╔══

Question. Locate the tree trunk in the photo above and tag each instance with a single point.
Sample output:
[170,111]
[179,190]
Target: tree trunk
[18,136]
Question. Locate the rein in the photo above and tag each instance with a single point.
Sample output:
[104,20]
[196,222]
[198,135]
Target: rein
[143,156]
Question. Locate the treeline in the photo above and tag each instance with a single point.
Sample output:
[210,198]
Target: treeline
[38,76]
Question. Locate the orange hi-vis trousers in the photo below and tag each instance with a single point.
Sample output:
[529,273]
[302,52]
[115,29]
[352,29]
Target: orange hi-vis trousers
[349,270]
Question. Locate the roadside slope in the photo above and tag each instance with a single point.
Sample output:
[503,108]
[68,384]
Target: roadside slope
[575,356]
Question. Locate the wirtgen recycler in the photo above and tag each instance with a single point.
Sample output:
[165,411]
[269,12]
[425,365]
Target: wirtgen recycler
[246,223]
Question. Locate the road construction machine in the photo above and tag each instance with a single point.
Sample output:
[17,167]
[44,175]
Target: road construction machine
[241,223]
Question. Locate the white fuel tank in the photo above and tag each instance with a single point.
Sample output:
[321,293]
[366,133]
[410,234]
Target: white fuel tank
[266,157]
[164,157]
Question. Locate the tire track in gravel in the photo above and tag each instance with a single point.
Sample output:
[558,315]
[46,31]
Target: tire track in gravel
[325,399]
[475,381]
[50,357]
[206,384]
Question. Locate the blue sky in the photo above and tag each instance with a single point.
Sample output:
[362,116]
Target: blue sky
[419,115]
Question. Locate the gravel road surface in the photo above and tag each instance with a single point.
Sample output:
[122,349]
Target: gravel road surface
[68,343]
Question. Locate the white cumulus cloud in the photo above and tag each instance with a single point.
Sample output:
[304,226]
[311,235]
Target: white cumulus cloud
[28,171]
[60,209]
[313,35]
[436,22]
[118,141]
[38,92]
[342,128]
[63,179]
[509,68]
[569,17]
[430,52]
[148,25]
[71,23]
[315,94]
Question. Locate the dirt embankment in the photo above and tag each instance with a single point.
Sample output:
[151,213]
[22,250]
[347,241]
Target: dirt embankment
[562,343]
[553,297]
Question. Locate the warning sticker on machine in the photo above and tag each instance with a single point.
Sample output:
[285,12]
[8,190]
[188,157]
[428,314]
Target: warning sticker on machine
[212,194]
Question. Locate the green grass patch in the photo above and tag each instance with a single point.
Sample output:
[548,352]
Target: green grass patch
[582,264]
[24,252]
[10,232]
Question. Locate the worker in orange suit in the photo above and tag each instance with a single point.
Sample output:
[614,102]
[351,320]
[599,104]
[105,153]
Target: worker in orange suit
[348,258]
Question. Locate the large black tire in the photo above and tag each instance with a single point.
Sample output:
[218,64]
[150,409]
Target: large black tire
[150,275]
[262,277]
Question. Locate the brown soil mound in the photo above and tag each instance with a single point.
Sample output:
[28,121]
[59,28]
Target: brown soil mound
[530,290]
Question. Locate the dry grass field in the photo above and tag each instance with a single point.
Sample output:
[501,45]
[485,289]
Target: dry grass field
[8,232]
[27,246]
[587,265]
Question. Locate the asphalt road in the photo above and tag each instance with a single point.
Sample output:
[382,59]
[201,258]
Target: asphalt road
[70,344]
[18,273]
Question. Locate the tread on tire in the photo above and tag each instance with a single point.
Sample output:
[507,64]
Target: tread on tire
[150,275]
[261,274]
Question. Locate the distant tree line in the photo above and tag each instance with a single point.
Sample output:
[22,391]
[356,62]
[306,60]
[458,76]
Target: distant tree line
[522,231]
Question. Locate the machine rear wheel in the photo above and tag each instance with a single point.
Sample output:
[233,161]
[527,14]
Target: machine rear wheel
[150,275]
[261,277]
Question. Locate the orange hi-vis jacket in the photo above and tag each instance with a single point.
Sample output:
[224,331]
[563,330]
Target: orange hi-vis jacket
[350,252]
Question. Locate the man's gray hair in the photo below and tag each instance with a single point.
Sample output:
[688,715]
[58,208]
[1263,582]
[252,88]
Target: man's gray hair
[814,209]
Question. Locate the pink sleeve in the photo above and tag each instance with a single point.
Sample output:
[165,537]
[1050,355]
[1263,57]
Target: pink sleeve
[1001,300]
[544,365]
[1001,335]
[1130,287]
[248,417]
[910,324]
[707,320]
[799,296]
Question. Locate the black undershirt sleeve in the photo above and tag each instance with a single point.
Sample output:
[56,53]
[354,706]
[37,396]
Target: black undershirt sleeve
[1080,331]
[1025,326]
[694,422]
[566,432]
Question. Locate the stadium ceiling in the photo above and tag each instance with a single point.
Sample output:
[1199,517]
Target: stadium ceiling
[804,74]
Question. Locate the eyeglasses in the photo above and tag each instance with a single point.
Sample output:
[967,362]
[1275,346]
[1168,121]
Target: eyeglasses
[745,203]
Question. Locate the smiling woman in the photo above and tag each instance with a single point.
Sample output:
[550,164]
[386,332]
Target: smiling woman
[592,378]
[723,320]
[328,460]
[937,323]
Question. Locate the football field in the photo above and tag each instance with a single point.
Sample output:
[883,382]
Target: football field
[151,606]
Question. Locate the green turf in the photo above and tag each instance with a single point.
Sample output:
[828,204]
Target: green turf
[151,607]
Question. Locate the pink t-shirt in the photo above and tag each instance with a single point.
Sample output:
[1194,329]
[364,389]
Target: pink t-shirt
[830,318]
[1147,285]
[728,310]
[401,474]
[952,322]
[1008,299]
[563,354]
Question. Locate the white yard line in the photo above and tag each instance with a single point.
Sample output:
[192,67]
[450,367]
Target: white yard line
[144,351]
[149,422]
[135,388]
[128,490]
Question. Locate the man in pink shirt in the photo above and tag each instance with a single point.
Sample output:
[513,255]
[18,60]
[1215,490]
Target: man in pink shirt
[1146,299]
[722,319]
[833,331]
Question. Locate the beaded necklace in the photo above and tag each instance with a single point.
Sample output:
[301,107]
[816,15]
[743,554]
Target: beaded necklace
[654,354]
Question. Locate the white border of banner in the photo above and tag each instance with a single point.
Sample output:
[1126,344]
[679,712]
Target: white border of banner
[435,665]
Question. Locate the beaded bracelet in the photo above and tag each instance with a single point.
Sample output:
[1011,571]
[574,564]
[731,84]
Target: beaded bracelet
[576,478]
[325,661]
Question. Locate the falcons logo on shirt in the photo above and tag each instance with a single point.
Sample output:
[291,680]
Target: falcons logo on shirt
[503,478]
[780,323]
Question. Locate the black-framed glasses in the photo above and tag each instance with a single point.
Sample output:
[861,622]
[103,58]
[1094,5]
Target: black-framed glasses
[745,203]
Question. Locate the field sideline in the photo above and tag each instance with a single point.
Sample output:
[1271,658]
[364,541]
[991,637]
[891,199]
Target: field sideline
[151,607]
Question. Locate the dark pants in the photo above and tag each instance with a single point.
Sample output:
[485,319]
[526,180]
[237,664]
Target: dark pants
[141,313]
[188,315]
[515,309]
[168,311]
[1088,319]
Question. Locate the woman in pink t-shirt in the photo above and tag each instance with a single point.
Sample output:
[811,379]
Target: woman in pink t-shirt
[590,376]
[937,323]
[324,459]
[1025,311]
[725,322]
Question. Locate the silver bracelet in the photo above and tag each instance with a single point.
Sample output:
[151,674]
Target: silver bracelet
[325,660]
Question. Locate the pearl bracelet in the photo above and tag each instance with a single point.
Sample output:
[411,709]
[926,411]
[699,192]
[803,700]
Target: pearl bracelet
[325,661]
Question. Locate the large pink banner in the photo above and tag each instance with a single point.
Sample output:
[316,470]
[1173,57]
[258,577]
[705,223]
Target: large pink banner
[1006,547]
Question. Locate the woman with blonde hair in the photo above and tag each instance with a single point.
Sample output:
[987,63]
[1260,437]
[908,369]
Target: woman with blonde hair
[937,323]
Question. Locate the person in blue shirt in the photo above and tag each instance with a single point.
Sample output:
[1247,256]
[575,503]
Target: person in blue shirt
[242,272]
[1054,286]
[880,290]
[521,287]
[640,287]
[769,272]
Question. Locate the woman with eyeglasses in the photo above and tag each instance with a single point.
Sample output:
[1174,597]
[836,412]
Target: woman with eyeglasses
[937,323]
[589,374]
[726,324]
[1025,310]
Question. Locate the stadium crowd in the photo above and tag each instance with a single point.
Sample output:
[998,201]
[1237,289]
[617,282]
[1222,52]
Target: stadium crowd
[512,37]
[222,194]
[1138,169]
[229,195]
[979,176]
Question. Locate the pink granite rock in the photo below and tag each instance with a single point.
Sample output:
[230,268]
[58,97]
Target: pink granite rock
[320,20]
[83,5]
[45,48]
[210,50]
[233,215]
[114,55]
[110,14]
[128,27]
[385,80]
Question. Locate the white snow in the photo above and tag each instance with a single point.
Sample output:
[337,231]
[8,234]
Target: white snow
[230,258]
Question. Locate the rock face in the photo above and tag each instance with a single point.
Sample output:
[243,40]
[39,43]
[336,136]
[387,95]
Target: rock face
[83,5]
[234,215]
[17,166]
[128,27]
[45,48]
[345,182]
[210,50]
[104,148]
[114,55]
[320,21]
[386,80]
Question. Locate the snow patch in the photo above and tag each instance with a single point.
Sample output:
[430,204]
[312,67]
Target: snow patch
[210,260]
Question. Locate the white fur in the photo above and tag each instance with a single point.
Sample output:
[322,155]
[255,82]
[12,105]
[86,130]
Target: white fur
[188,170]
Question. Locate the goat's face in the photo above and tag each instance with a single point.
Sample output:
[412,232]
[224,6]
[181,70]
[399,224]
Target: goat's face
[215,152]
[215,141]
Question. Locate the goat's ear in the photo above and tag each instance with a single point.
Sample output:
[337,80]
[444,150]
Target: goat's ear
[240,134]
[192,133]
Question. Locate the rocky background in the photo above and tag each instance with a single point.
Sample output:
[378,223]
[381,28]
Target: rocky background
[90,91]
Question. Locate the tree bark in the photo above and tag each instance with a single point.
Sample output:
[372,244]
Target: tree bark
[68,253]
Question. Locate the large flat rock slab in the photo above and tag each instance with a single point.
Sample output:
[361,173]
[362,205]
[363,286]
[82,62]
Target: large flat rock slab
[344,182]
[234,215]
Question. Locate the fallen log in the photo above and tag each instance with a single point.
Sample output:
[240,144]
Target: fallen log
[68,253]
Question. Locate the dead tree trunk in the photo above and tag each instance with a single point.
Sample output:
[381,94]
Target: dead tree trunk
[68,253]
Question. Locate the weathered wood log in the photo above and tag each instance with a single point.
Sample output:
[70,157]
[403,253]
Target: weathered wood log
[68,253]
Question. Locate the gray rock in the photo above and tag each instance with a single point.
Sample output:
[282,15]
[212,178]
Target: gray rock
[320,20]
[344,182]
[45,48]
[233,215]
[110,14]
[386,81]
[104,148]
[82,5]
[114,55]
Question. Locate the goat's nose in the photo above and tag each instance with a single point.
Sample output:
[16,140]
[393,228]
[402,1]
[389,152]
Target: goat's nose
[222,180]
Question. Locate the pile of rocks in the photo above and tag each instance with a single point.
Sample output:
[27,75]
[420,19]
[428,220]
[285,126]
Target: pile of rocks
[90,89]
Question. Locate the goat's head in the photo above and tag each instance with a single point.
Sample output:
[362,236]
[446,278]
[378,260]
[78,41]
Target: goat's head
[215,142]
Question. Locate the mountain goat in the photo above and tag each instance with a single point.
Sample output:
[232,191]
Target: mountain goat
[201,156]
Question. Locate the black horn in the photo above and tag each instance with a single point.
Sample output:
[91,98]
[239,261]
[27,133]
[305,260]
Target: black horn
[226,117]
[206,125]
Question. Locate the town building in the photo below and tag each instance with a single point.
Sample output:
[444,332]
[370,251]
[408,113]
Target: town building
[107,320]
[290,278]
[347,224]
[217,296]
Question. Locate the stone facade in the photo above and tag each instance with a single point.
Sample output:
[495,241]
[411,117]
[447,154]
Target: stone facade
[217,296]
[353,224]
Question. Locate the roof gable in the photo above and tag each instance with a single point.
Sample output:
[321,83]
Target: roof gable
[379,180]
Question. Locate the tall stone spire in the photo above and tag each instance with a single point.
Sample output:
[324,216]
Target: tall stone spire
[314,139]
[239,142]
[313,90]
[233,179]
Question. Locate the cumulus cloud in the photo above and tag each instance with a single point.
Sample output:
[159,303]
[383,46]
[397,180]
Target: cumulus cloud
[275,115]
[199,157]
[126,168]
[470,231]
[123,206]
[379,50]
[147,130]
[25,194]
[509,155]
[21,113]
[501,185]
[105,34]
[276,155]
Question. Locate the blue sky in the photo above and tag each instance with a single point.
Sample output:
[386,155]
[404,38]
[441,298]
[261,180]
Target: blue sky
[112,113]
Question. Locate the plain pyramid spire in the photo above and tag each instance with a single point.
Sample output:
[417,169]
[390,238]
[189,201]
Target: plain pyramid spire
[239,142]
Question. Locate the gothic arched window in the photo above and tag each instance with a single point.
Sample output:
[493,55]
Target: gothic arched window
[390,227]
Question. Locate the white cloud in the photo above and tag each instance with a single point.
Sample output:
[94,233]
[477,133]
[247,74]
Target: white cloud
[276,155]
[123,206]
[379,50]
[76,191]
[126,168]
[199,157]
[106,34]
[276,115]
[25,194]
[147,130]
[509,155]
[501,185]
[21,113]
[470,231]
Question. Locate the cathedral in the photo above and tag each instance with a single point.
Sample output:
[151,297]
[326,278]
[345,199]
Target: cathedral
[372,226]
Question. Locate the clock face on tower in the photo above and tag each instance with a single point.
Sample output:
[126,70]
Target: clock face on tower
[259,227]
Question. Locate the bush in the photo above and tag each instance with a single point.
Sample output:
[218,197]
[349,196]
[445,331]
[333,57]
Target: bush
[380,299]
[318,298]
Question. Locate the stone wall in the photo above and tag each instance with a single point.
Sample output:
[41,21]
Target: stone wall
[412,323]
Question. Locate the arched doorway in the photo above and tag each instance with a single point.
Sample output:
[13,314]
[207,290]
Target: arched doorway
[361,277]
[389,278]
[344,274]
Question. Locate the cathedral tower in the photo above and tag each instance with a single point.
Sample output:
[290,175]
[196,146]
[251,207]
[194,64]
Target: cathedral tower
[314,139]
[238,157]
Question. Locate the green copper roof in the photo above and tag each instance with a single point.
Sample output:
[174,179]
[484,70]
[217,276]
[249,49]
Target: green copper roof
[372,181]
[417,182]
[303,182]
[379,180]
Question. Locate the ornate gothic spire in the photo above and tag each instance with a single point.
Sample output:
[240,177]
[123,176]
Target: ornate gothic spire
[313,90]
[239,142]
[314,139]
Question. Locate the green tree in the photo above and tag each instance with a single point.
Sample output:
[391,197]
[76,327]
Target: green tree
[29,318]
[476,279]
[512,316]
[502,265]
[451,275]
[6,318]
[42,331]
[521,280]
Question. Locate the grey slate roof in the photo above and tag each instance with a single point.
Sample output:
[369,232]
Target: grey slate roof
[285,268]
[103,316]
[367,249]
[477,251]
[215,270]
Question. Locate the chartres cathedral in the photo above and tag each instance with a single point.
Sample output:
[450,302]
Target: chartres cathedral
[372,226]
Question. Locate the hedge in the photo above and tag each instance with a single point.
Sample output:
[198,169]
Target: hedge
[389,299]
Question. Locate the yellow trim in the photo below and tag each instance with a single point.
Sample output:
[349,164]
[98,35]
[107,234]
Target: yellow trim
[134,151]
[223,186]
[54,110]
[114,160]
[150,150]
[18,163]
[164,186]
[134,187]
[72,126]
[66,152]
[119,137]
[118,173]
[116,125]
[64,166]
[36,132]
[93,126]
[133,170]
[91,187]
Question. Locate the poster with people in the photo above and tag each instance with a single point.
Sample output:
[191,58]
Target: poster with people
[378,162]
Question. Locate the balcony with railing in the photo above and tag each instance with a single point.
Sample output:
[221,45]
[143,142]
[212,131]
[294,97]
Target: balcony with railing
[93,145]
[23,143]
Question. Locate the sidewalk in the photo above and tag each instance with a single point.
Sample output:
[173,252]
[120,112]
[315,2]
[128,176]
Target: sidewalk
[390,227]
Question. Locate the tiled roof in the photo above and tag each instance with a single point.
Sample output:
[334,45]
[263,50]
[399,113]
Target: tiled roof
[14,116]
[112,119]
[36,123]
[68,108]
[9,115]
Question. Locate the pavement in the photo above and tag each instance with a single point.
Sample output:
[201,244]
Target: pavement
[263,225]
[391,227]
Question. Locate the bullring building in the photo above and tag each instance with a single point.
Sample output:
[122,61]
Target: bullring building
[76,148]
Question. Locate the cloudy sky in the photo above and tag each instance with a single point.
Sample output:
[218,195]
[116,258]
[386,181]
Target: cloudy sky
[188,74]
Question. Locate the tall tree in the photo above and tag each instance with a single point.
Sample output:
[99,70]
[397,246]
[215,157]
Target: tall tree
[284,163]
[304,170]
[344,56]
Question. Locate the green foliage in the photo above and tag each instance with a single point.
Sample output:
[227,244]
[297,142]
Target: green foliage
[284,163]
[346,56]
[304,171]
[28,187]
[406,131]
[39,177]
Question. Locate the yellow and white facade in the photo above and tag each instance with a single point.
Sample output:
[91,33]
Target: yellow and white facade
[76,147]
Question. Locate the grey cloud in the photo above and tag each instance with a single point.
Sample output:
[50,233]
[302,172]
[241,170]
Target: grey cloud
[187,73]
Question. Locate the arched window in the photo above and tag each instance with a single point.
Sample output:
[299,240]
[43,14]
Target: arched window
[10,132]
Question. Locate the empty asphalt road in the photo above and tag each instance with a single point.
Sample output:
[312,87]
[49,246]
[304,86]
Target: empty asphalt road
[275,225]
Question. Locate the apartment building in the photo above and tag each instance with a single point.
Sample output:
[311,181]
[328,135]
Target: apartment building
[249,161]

╚══

Starting with the line that contains "Question. Locate the empty" and going on through the end of the entries, write those lines out again, changing "apartment building" to "office building" wherever it occurs and leaving everything else the same.

Question. Locate the empty asphalt road in the photo above and tag each instance with a single point.
Sample output:
[312,87]
[49,246]
[304,86]
Target: empty asphalt road
[275,225]
Question. Locate the office building in the photo above and tag each instance with a single point.
Sample output:
[311,181]
[328,135]
Target: office building
[249,161]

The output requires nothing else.